* **WORK TO BE COMPLETED**: Repeat the records given below in full, with no changes.

* **INPUT MATERIAL**:
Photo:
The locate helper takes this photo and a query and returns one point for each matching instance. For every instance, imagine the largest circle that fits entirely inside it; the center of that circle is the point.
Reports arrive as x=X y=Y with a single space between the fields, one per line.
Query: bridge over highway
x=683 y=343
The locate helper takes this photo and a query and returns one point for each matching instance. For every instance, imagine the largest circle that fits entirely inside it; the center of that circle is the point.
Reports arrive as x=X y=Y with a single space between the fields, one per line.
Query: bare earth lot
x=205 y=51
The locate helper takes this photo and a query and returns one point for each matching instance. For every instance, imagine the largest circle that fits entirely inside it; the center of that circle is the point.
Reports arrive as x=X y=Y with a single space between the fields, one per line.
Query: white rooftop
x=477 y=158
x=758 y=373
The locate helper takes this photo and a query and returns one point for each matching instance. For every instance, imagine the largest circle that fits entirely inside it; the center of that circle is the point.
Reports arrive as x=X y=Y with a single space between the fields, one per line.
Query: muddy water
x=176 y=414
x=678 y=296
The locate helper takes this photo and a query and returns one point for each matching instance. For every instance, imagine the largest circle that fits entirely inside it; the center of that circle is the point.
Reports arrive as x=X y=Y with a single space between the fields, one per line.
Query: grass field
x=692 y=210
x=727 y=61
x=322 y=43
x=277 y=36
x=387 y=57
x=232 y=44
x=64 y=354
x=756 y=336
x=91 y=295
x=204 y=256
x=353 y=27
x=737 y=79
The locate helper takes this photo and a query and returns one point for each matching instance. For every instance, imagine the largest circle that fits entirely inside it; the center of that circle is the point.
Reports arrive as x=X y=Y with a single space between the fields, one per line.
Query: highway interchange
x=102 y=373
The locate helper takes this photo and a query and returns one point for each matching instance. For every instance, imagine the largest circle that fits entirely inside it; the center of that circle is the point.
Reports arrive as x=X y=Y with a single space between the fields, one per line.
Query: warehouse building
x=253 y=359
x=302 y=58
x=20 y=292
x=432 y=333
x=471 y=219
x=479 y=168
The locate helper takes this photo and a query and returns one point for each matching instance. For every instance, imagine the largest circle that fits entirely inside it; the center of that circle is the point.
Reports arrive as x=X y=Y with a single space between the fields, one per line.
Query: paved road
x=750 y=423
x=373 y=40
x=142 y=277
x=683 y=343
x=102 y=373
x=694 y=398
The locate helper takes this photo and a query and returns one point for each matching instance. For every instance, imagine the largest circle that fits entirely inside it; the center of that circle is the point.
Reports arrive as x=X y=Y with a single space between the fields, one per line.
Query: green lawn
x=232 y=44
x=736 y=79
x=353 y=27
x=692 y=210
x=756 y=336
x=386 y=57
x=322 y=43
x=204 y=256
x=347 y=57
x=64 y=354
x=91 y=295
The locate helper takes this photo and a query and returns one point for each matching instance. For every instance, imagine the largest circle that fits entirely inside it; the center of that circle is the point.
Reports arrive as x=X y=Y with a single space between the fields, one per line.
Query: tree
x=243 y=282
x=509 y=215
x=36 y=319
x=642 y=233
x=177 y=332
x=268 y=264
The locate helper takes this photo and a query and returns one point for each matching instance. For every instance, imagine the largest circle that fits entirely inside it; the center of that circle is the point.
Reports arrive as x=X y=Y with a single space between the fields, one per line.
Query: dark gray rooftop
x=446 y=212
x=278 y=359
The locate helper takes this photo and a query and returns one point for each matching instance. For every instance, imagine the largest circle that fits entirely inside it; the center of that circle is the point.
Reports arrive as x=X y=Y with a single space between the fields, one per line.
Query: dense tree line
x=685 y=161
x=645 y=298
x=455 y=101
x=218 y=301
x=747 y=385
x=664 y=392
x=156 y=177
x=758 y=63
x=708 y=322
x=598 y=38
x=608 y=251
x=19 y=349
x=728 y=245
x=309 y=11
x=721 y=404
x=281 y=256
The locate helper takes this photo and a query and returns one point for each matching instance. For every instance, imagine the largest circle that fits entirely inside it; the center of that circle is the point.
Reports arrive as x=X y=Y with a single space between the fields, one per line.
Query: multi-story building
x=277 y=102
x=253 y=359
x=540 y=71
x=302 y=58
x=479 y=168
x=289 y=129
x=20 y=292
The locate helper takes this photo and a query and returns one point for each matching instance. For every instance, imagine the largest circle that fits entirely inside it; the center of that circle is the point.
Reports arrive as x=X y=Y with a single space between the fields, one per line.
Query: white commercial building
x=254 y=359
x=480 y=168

* **RESPONSE**:
Photo:
The locate helper takes this photo and a query and returns one point for each matching instance. For every instance, imagine the largest circle that fits entirely inside it; the center of that circle is the point.
Reports arrive as x=X y=Y with a single space between the fields, one per line.
Query: bridge over highway
x=683 y=343
The locate helper takes this photo and a query and returns one point for each matching instance. For every instance, imagine the largest circle that fits entirely inside it; the center of that circle is the point.
Reports arrive as x=X y=Y with a single space between the fields, one per line.
Query: bare earth lot
x=205 y=51
The locate helper takes this photo and a query and returns one point for each matching instance. For every instance, imagine the largest circle that fits entirely inside it; the center of that circle is the point.
Reports arrive as x=X y=Y with a single space between the fields, one per line.
Query: white rooftop
x=477 y=158
x=758 y=373
The locate helper takes this photo and a query and returns one point for each matching instance. For every instance, imagine the largest circle that fits entirely inside it; the center of that circle is the point.
Reports arrive as x=X y=Y with a single space between the fields, one per line.
Query: muddy water
x=176 y=414
x=678 y=296
The locate helper takes this photo and a query and returns one point for each matching instance. For every instance, imagine the largest circle that fits entirely inside it; the center of that circle is the point.
Reports arrive as x=X y=Y with a single space between the fields, one per line.
Query: grass field
x=692 y=210
x=727 y=61
x=322 y=43
x=277 y=36
x=387 y=57
x=232 y=44
x=64 y=354
x=756 y=336
x=91 y=295
x=204 y=256
x=353 y=27
x=737 y=79
The locate helper takes this photo and a query and returns one point for each matching instance. For every instance, imagine the largest circle that fits entirely inside it; the center of that circle is the point.
Reports arrive as x=X y=Y with a single space between the fields, one per line.
Query: highway interchange
x=102 y=373
The locate helper takes this photo and a query and returns one point for each matching instance. For every instance, imagine the largest circle that fits entirely inside it; the center of that circle is the point.
Reports arrive as x=X y=Y with a single space between the fields, one per line.
Query: warehouse building
x=253 y=359
x=302 y=58
x=20 y=292
x=432 y=333
x=471 y=219
x=479 y=168
The locate helper takes this photo and a query and returns one point for each matching instance. For every instance, imagine the largest circle that fits entirely inside it; the center of that circle is the point.
Reports arrive as x=X y=Y with a single space between the fields, one per line.
Query: paved road
x=750 y=423
x=373 y=40
x=142 y=277
x=683 y=343
x=102 y=373
x=694 y=398
The locate helper takes this photo and a query and returns one point for each matching instance. For every instance, imagine the largest circle that fits entirely inside it; the center of that circle is the point.
Reports arrive as x=X y=Y with a single space between the fields, one per line.
Query: green lawn
x=232 y=44
x=736 y=79
x=353 y=27
x=692 y=210
x=756 y=336
x=386 y=57
x=322 y=43
x=204 y=256
x=347 y=57
x=64 y=354
x=91 y=295
The locate helper takes this photo and a query and returns one point for each matching instance. For every instance, imagine the largest circle that fits entirely inside it; the center of that circle is the point.
Reports arrive as x=X y=Y with a single space between the fields, one per line.
Query: tree
x=243 y=282
x=509 y=215
x=36 y=319
x=642 y=233
x=177 y=332
x=268 y=264
The locate helper takes this photo and a query and returns one point for each matching instance. For every instance, imagine the largest circle that fits entirely inside it; the center of that circle is the point.
Reports arrive as x=X y=Y with a single space between the fields, one per line.
Query: dark gray rooftop
x=446 y=212
x=278 y=359
The locate helper takes this photo and a query and returns one point for each matching instance. For every instance, imagine the largest circle that fits entirely inside it; the center of that circle is the point.
Reports arrive as x=X y=Y with a single space between the fields, one per line.
Query: dense tree line
x=685 y=161
x=645 y=298
x=455 y=101
x=218 y=301
x=747 y=385
x=664 y=392
x=156 y=177
x=758 y=63
x=708 y=322
x=598 y=38
x=608 y=251
x=19 y=349
x=728 y=245
x=309 y=11
x=721 y=404
x=281 y=256
The locate helper takes this photo and a query and returns one point for each matching instance. For every instance, imagine the largest circle that fits entirely inside it; the center of that circle is the point.
Reports arrive as x=X y=Y with a single space between the fields, one per line.
Query: multi-story building
x=277 y=102
x=253 y=359
x=540 y=71
x=302 y=58
x=479 y=168
x=289 y=129
x=20 y=292
The locate helper takes this photo and a query and returns one point for each matching instance. For every instance, imagine the largest circle that fits entirely inside it; the center of that circle is the point.
Reports arrive as x=X y=Y with a single space between the fields, one per line.
Query: white commercial building
x=254 y=359
x=480 y=168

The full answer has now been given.